**Challenge:**
Convert everything from the line containing "Target: shrub covered in snow" down to the line containing "374 138 L 374" into a JSON list of strings, one string per line, with blank lines left out.

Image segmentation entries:

____________

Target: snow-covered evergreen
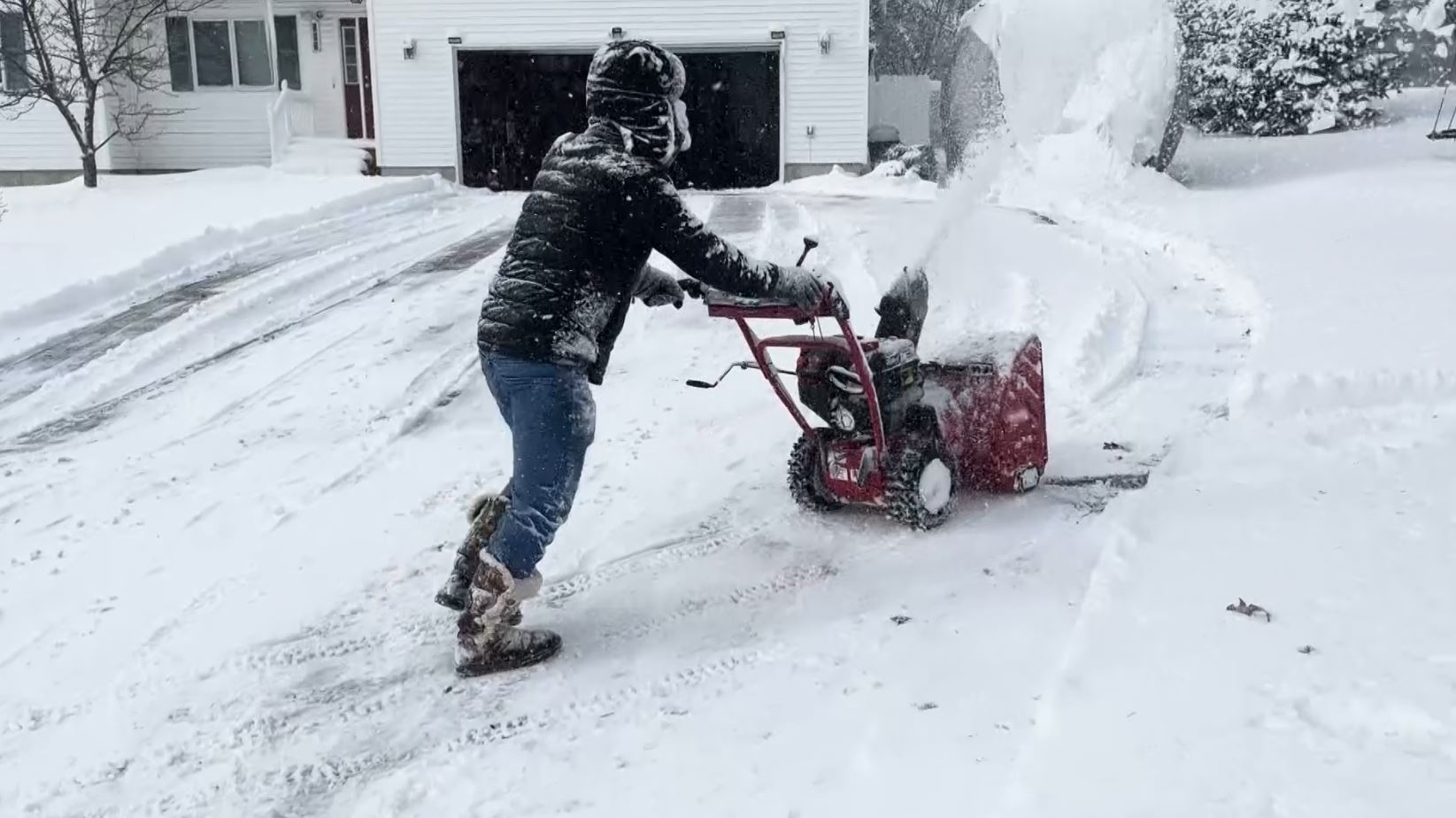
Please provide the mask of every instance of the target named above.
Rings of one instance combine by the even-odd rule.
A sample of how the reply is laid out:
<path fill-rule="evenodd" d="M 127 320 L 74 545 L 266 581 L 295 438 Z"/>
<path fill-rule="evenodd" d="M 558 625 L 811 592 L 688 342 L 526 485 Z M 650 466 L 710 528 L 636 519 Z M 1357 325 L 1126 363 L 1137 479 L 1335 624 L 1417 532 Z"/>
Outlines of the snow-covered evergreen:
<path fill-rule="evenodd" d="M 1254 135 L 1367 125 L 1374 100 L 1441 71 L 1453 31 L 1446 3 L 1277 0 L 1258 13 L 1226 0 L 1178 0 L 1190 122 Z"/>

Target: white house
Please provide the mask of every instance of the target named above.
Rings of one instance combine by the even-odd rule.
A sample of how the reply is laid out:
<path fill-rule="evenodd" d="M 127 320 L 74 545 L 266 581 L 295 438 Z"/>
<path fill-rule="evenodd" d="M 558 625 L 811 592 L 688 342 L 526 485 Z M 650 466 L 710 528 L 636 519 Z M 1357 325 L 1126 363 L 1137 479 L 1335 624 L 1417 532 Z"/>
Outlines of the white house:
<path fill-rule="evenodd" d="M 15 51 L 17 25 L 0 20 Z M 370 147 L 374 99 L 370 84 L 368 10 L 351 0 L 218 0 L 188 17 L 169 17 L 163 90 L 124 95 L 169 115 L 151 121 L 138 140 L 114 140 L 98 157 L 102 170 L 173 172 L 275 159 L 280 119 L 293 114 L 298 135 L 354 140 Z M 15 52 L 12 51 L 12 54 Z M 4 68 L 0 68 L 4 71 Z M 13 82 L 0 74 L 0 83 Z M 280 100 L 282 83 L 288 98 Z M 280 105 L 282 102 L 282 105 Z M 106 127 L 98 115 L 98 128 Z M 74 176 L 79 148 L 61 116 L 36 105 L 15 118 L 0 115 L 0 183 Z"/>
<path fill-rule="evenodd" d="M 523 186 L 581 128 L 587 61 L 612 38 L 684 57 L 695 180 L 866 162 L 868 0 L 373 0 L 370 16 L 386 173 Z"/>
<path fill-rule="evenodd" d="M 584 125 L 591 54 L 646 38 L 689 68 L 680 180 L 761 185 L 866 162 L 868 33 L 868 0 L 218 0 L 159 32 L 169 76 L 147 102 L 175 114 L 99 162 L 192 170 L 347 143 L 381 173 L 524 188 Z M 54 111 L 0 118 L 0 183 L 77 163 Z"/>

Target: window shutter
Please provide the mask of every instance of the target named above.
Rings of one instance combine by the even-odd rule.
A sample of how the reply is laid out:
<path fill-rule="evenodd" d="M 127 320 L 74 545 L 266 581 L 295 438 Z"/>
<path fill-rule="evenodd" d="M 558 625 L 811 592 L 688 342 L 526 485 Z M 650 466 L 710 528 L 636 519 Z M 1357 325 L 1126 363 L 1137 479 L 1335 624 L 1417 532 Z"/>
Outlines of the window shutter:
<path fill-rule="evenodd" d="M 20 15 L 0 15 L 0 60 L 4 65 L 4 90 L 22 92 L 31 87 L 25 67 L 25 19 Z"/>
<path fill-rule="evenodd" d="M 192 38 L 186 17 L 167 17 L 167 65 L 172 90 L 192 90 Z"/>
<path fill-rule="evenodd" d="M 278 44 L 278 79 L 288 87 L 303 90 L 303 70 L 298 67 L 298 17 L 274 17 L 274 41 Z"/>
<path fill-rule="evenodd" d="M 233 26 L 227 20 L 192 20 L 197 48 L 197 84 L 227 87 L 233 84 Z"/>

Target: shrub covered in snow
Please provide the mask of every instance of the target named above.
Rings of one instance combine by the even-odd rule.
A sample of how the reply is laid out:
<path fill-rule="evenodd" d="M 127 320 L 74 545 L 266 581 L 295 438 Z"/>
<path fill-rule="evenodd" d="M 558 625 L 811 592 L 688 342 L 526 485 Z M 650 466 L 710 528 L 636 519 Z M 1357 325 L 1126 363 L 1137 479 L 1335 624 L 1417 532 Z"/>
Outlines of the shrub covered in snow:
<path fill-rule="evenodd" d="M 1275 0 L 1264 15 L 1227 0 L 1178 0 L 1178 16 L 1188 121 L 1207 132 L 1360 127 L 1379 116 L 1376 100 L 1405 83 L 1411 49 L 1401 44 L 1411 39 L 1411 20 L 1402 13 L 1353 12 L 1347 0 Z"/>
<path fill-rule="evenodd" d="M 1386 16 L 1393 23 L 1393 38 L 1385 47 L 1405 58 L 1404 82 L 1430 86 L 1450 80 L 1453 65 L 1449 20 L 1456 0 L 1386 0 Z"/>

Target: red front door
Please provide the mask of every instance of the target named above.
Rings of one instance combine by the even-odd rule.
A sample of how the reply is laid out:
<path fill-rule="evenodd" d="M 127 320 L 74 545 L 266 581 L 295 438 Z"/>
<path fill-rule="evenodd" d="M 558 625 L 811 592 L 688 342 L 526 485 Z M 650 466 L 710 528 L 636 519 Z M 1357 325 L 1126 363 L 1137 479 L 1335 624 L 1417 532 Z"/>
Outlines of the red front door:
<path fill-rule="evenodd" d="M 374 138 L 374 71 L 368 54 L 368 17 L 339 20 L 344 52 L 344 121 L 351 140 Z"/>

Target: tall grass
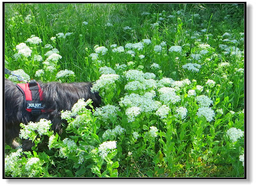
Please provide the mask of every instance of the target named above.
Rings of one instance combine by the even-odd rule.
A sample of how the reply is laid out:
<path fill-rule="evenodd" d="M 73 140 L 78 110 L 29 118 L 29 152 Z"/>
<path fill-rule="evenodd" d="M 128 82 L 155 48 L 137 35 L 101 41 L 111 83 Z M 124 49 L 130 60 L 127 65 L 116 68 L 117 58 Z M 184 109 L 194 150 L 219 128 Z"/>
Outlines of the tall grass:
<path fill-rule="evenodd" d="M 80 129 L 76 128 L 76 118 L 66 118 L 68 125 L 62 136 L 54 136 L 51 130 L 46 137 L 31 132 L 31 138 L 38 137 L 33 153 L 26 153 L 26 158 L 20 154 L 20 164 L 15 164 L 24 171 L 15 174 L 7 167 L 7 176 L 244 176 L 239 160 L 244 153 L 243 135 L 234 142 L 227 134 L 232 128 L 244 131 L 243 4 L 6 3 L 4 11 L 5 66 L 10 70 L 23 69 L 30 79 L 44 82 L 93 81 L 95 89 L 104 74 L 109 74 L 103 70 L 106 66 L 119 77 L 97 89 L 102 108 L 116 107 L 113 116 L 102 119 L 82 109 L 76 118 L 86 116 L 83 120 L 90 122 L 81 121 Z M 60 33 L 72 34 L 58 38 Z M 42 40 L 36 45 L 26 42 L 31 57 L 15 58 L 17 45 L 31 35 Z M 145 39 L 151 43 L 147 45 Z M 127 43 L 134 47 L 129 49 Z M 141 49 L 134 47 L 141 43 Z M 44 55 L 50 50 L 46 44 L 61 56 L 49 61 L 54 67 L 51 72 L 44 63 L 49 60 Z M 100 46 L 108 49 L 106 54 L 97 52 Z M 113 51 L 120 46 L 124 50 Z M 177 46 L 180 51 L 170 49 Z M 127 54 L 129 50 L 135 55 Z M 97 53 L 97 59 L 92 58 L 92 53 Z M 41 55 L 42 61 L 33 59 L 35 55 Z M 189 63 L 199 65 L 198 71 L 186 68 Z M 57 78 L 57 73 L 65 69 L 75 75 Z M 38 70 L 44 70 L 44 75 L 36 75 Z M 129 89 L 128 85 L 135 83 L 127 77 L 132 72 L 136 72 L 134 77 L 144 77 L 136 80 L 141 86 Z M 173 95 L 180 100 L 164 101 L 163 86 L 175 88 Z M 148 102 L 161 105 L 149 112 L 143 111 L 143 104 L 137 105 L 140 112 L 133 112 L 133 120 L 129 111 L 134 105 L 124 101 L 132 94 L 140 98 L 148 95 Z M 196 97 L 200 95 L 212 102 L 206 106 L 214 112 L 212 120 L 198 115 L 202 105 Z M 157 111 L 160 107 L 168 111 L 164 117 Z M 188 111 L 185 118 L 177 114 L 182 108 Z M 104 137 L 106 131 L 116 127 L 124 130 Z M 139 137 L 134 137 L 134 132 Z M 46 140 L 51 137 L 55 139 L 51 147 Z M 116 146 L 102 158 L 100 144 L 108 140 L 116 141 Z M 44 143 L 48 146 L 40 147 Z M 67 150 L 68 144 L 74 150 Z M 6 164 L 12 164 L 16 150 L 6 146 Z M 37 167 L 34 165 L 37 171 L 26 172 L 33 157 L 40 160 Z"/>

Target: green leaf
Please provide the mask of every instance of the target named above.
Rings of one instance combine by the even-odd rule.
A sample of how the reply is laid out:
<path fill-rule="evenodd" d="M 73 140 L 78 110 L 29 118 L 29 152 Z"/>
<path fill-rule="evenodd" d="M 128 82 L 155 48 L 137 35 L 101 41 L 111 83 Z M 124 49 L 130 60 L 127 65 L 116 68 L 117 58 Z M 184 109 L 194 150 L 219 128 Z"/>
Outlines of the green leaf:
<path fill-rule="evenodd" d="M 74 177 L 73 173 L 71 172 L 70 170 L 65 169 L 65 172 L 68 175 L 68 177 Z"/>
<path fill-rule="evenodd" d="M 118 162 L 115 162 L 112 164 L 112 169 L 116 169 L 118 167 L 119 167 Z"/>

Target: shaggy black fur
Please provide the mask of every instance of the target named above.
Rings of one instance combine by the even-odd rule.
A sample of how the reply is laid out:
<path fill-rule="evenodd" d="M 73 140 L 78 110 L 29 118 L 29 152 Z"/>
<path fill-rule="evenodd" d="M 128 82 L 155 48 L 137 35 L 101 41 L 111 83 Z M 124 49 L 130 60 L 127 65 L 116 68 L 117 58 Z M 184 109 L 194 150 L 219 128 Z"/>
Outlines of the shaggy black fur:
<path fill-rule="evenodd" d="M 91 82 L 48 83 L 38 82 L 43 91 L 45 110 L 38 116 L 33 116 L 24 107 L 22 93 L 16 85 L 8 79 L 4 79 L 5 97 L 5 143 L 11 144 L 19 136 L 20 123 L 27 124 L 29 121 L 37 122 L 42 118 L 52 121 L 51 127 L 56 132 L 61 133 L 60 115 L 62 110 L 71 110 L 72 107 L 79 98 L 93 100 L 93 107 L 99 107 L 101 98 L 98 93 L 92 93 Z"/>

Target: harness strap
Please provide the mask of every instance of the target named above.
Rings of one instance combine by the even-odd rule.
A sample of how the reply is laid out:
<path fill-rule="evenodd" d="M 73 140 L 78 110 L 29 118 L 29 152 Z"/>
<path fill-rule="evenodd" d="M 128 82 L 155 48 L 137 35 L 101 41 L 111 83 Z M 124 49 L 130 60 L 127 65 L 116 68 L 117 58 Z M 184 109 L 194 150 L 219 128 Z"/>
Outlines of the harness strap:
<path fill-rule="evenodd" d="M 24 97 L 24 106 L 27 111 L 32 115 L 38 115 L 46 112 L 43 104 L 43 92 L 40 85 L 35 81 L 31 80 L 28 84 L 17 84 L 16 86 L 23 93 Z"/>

____________

**Expected answer:**
[
  "Target: shrub covered in snow",
  "Please provide the mask of every instance of the target named above.",
  "Rings of one instance combine by the even-odd rule.",
  "A sample of how the reply is laid out:",
  "<path fill-rule=\"evenodd\" d=\"M 127 320 L 74 545 L 266 581 L 295 438 Z\"/>",
  "<path fill-rule=\"evenodd\" d=\"M 558 625 L 811 592 L 688 342 L 526 485 Z M 650 466 L 710 528 L 636 519 Z M 1357 325 L 1126 363 L 1137 479 L 1335 624 L 1417 532 Z\"/>",
  "Outlines of the shrub covered in snow:",
  "<path fill-rule=\"evenodd\" d=\"M 1275 0 L 1264 15 L 1227 0 L 1178 0 L 1178 16 L 1188 121 L 1207 132 L 1360 127 L 1379 116 L 1376 100 L 1405 83 L 1411 49 L 1401 44 L 1411 39 L 1411 20 L 1402 13 L 1353 12 L 1347 0 Z\"/>",
  "<path fill-rule=\"evenodd\" d=\"M 1386 16 L 1393 23 L 1393 38 L 1385 47 L 1405 58 L 1404 82 L 1430 86 L 1450 80 L 1453 65 L 1449 20 L 1456 0 L 1386 0 Z\"/>",
  "Target: red front door",
  "Please provide the mask of every instance of the target named above.",
  "Rings of one instance combine by the even-odd rule.",
  "A sample of how the reply is laid out:",
  "<path fill-rule=\"evenodd\" d=\"M 127 320 L 74 545 L 266 581 L 295 438 Z\"/>",
  "<path fill-rule=\"evenodd\" d=\"M 558 625 L 811 592 L 688 342 L 526 485 Z M 650 466 L 710 528 L 636 519 Z M 1357 325 L 1126 363 L 1137 479 L 1335 624 L 1417 532 Z\"/>",
  "Outlines of the red front door:",
  "<path fill-rule=\"evenodd\" d=\"M 374 138 L 374 71 L 368 54 L 368 17 L 339 20 L 344 52 L 344 121 L 351 140 Z\"/>"
]